What is expected: Reproduce verbatim the final portion of the material below, from the line containing "Where can you spot the distant" through its last line, and nothing else.

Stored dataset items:
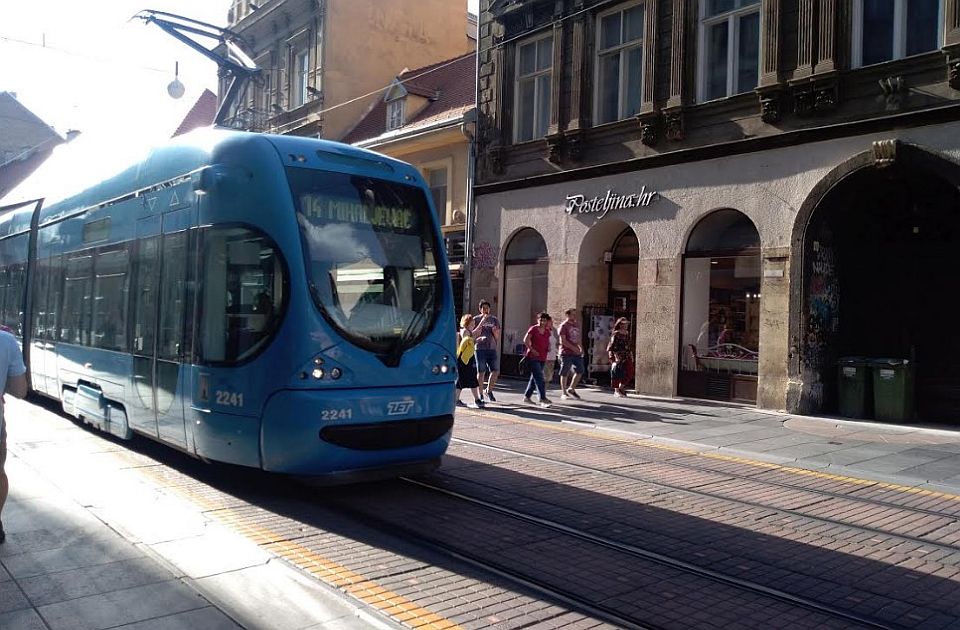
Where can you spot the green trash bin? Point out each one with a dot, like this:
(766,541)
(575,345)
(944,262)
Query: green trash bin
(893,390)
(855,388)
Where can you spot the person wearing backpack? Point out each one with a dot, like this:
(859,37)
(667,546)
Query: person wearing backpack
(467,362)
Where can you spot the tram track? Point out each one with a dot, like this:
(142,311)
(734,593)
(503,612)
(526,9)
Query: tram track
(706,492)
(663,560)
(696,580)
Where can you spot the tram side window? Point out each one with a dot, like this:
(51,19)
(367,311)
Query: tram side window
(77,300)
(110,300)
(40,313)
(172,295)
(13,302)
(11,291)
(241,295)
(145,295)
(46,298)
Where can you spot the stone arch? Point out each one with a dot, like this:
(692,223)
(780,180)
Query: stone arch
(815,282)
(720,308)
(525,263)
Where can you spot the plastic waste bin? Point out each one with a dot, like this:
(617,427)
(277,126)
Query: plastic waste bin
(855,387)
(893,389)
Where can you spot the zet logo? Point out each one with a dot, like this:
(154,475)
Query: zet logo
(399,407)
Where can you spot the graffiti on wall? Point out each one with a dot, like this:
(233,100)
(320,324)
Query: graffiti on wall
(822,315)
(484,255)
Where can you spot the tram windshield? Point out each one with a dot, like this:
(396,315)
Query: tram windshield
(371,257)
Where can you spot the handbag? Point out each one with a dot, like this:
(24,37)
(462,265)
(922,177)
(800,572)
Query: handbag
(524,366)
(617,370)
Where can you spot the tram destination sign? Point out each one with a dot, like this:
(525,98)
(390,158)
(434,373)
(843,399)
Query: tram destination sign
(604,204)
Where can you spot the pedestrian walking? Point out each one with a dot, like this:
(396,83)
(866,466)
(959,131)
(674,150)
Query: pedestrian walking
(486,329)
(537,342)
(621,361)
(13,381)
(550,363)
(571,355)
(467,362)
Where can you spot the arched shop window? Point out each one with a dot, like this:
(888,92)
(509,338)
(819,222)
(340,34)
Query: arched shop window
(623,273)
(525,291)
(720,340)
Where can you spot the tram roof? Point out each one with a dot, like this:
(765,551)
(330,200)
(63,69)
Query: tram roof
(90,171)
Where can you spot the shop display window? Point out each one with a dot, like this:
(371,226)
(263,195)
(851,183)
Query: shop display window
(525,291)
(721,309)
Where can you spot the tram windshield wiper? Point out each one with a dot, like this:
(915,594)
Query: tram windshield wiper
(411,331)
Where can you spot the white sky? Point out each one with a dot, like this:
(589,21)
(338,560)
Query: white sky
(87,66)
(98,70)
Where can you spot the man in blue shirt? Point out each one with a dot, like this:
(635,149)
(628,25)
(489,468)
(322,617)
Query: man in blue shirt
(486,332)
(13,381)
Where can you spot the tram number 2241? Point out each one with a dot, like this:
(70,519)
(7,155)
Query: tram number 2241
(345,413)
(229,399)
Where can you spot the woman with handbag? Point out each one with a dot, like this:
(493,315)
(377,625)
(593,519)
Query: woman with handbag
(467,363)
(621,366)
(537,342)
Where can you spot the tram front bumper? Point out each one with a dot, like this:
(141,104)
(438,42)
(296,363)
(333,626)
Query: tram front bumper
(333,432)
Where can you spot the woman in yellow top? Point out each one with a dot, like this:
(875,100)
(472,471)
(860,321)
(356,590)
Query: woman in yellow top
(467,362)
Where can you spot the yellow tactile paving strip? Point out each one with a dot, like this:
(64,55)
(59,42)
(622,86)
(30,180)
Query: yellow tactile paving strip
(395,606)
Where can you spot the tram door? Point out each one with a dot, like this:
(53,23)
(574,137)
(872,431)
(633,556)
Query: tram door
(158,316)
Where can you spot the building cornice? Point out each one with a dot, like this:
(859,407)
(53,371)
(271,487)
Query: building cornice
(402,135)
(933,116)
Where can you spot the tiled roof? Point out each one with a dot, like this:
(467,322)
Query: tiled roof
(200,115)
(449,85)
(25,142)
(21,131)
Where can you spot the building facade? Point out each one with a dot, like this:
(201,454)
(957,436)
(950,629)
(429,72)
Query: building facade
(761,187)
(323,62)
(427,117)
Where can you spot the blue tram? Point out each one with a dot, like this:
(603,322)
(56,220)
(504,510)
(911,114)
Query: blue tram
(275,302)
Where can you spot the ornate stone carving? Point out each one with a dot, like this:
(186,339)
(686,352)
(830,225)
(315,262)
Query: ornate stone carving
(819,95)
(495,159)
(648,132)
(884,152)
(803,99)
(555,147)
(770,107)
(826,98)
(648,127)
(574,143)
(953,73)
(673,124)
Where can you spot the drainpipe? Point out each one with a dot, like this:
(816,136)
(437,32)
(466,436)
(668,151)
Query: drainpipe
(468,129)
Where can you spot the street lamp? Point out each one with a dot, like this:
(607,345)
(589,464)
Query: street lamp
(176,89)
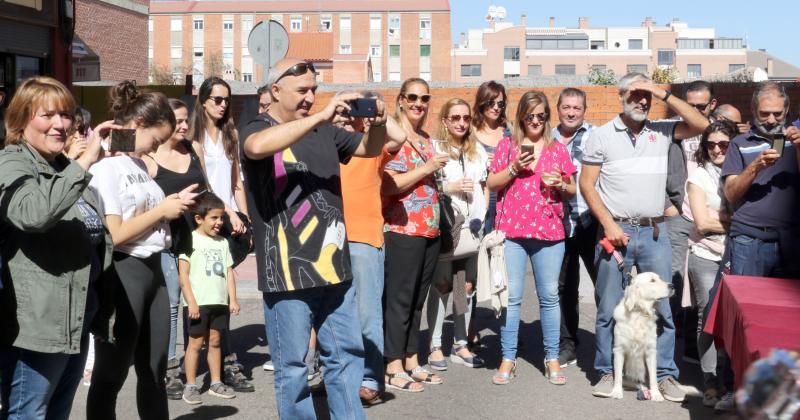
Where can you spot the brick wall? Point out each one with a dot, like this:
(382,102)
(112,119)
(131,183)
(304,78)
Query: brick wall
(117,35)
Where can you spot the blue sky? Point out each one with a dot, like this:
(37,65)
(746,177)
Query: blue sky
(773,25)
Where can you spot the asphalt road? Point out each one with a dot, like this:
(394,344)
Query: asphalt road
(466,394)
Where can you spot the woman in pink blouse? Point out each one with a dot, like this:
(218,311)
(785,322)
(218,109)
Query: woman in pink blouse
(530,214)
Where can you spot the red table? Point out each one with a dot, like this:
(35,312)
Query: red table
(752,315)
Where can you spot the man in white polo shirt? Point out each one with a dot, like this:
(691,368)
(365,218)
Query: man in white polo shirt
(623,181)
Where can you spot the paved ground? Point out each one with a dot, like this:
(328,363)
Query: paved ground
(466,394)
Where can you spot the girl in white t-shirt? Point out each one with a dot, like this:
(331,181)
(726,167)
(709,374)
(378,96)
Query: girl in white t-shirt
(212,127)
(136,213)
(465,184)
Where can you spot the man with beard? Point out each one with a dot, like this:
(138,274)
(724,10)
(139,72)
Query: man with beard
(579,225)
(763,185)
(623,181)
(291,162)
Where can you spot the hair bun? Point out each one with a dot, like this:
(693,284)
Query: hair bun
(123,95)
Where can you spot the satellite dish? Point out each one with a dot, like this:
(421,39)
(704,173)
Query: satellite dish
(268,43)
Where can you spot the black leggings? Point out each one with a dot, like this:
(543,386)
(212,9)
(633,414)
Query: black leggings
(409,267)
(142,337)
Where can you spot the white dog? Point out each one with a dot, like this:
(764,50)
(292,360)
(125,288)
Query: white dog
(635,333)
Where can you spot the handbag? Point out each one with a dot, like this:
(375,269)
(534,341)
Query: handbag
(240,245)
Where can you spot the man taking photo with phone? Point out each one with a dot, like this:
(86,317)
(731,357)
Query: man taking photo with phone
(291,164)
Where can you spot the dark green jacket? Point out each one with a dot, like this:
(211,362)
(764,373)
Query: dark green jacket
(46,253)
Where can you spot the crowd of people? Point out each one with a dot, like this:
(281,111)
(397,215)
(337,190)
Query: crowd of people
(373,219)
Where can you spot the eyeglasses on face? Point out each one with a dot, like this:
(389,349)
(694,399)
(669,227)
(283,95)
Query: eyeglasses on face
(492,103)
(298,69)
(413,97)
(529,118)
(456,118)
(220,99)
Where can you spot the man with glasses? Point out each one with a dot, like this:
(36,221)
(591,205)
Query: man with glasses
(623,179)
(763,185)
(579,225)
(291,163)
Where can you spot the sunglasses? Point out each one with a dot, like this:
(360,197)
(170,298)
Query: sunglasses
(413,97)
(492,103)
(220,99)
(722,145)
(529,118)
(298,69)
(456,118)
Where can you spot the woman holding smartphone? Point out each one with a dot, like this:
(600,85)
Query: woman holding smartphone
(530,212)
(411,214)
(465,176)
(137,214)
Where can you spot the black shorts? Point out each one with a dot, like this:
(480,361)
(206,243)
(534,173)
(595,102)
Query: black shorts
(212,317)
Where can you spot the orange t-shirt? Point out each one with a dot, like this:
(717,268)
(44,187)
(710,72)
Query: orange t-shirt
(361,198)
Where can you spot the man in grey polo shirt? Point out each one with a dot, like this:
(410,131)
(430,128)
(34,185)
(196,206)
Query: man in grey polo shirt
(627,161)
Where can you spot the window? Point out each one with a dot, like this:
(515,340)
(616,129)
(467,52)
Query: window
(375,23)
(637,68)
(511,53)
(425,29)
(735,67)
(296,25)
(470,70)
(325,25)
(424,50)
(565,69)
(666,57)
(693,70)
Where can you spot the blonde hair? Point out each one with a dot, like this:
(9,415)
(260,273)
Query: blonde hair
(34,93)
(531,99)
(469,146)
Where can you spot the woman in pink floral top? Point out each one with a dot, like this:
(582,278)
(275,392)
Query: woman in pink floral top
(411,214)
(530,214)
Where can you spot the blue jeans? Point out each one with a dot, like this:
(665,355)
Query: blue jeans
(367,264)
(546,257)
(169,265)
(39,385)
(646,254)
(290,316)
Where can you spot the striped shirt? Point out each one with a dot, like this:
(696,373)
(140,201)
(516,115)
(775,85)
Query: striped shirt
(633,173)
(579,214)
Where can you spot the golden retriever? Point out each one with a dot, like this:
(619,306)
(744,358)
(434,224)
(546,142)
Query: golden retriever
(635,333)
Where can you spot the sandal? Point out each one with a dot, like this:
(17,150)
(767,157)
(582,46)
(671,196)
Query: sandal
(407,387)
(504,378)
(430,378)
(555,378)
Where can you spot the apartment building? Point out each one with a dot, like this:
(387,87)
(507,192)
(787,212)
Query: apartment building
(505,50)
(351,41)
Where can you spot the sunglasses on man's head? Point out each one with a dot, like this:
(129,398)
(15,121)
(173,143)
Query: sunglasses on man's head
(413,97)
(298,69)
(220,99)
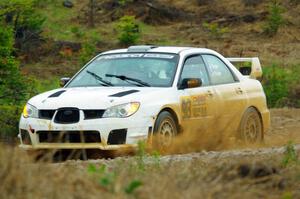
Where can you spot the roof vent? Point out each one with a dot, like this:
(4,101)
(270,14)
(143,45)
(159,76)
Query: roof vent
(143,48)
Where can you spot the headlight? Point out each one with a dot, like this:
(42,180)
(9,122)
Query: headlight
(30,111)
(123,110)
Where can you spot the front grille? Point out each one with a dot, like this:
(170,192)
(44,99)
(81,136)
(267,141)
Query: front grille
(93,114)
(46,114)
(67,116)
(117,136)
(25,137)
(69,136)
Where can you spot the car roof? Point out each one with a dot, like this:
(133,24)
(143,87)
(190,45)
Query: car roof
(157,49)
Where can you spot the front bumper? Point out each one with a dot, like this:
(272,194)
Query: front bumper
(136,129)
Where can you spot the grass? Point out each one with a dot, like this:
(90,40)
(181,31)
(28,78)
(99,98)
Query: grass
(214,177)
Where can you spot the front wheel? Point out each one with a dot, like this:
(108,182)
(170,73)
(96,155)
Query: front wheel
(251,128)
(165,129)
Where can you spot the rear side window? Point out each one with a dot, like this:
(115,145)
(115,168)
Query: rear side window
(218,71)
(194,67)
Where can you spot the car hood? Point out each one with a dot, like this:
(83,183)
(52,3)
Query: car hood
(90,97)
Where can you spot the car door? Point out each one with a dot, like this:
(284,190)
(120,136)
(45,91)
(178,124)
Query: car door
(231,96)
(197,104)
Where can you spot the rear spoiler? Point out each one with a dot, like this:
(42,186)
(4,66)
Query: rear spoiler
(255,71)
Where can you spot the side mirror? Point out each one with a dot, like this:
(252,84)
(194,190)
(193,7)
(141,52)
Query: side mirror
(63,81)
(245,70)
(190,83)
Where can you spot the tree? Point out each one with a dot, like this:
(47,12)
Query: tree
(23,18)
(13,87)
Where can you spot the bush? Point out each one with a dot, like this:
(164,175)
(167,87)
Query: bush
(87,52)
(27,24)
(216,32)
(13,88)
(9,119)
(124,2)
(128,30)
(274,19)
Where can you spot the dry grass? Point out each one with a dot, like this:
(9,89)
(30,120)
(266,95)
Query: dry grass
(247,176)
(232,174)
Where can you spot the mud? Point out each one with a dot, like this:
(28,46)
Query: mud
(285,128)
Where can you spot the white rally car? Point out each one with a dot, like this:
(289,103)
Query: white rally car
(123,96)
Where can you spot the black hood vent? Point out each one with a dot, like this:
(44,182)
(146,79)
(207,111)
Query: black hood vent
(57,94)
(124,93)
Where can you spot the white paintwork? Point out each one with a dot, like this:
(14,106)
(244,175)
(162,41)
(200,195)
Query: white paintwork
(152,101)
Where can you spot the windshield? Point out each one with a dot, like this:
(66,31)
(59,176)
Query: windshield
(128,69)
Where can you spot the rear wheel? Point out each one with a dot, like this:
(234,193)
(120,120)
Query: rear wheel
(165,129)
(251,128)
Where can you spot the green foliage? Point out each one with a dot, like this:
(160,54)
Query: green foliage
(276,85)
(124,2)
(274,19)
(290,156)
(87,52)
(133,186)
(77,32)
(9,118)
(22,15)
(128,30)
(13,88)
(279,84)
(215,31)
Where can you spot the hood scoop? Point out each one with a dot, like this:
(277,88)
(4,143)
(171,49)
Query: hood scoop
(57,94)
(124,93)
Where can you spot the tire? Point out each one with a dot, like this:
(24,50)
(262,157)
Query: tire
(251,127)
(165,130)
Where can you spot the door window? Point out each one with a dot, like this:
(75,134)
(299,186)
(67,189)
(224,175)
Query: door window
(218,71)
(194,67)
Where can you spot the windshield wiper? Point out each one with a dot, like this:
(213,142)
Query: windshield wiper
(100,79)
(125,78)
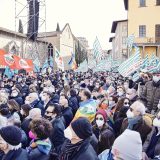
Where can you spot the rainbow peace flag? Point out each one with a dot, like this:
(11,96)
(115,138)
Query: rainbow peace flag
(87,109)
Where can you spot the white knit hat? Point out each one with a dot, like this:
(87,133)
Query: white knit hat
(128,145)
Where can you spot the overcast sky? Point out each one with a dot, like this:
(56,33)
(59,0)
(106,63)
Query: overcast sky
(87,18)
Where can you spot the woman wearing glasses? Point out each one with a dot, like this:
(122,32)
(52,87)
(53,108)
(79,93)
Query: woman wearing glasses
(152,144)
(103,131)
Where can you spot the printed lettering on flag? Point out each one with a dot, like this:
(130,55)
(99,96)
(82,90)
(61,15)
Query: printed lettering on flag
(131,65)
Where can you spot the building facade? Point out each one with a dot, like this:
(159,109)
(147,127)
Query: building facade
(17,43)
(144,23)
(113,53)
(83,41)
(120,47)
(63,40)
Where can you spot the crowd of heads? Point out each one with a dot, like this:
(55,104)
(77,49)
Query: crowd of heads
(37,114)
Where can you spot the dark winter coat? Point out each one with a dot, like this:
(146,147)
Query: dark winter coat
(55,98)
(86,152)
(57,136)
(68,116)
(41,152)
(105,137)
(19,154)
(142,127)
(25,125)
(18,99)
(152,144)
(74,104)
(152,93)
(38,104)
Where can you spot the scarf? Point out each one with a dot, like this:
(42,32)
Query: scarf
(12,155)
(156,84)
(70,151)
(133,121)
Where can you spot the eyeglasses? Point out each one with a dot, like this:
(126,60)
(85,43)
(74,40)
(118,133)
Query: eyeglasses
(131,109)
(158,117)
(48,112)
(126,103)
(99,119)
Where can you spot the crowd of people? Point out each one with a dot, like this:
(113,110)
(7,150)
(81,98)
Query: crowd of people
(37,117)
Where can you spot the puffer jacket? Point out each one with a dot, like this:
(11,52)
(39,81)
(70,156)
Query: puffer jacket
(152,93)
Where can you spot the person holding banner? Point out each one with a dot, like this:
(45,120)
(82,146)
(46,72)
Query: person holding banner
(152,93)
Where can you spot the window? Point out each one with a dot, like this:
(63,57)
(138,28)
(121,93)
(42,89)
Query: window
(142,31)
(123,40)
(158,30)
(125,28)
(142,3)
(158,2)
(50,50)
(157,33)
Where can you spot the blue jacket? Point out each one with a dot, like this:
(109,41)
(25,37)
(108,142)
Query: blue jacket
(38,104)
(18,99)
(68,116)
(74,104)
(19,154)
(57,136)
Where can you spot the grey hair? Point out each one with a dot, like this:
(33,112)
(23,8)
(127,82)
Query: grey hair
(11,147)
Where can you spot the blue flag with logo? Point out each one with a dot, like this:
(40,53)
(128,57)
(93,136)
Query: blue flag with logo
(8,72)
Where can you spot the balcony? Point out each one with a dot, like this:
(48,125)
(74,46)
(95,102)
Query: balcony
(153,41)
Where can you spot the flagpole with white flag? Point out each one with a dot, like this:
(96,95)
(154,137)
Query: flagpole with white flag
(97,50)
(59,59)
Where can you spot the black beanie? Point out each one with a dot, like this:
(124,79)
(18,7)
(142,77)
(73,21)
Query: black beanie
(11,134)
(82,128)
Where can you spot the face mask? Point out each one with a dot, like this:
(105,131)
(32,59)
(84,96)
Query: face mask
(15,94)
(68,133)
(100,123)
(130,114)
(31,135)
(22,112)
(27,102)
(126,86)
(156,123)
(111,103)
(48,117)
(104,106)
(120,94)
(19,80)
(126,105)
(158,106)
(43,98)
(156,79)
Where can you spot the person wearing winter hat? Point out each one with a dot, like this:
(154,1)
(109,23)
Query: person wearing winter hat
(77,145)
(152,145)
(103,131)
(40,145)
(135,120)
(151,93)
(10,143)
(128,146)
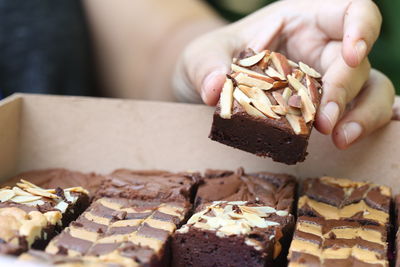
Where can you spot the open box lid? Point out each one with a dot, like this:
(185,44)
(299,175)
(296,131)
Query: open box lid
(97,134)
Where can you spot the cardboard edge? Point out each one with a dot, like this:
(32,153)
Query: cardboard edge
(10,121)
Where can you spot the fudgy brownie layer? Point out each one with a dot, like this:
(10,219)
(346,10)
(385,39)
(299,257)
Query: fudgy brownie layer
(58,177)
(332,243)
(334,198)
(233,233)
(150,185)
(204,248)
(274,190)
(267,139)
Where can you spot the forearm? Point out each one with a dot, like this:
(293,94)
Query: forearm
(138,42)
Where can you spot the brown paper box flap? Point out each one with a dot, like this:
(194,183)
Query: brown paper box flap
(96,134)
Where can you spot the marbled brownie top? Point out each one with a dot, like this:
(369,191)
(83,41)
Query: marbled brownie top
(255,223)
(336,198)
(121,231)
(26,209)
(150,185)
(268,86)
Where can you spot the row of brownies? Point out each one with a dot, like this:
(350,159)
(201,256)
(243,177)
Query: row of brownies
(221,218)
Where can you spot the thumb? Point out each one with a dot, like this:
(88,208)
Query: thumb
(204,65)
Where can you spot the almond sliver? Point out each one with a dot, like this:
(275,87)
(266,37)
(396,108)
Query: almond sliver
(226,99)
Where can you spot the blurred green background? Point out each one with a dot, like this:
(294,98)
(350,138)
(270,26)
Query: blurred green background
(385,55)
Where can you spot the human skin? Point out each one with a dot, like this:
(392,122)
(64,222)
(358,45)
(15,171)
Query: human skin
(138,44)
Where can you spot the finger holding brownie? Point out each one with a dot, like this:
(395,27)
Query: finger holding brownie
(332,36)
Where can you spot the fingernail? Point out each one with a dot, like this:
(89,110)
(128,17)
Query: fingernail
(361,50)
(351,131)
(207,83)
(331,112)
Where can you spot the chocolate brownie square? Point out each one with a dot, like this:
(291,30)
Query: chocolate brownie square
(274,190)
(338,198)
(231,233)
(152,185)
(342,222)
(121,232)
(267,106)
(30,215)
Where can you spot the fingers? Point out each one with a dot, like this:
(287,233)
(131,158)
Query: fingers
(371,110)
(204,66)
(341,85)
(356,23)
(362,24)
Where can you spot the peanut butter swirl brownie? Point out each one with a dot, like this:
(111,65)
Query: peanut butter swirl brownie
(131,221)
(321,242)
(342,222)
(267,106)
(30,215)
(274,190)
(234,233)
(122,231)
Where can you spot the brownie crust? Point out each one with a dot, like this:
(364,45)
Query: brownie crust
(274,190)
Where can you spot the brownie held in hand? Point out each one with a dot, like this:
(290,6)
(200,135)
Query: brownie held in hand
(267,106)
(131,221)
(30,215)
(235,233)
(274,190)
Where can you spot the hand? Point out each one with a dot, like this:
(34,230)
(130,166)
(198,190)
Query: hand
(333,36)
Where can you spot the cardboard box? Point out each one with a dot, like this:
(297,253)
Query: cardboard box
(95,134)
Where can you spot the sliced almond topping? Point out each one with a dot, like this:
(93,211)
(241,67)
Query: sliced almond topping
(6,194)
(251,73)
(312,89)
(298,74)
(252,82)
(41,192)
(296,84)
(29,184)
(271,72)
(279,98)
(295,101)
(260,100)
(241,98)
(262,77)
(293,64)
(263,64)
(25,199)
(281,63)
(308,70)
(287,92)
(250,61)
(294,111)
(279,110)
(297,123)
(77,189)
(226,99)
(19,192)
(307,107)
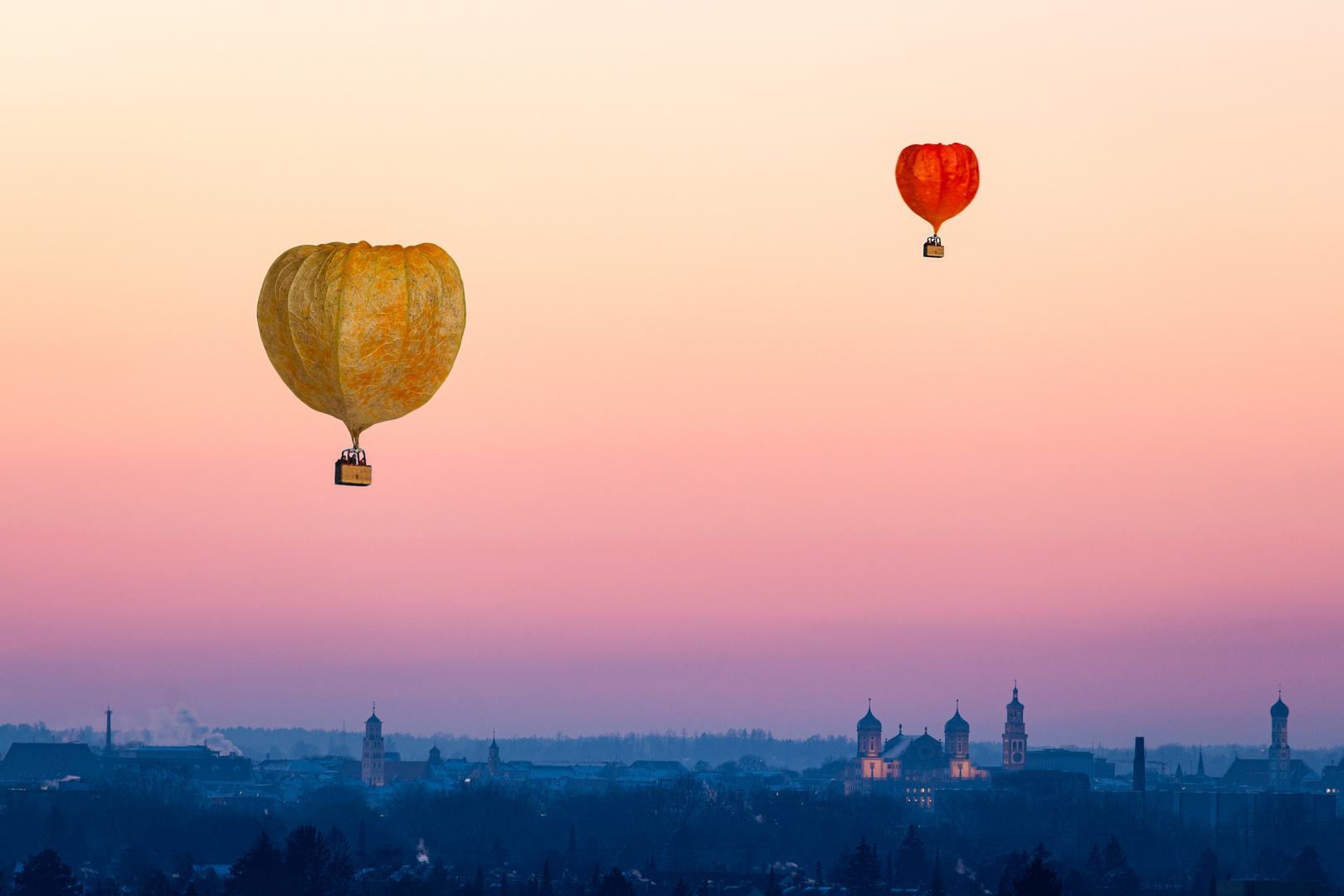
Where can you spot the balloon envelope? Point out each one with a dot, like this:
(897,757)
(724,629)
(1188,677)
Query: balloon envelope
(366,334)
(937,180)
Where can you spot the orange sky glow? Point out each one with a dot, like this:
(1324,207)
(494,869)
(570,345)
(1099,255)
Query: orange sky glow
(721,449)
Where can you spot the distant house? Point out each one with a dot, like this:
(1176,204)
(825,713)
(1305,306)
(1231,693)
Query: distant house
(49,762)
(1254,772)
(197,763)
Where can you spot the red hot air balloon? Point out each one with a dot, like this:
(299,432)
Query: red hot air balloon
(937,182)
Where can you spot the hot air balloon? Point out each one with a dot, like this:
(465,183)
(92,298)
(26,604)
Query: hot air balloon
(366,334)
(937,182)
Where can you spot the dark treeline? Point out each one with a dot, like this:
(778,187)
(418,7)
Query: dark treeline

Exercise output:
Where can you spot the distant house? Point out each one with a dot, like this:
(1176,204)
(825,713)
(1305,306)
(1231,693)
Query: distant house
(49,762)
(1254,772)
(197,763)
Where can you spot the red hot air balloon? Point out each one with a dot, like this:
(299,432)
Query: red hot air balloon
(937,182)
Where can you spot the hot air balloon? Point out each one with a dot, like this:
(465,183)
(92,298)
(26,604)
Query: hot air balloon
(366,334)
(937,182)
Where can you spot the dark treeline? Point out each one with a dot, like this:
(778,187)
(418,7)
Query: dark treeline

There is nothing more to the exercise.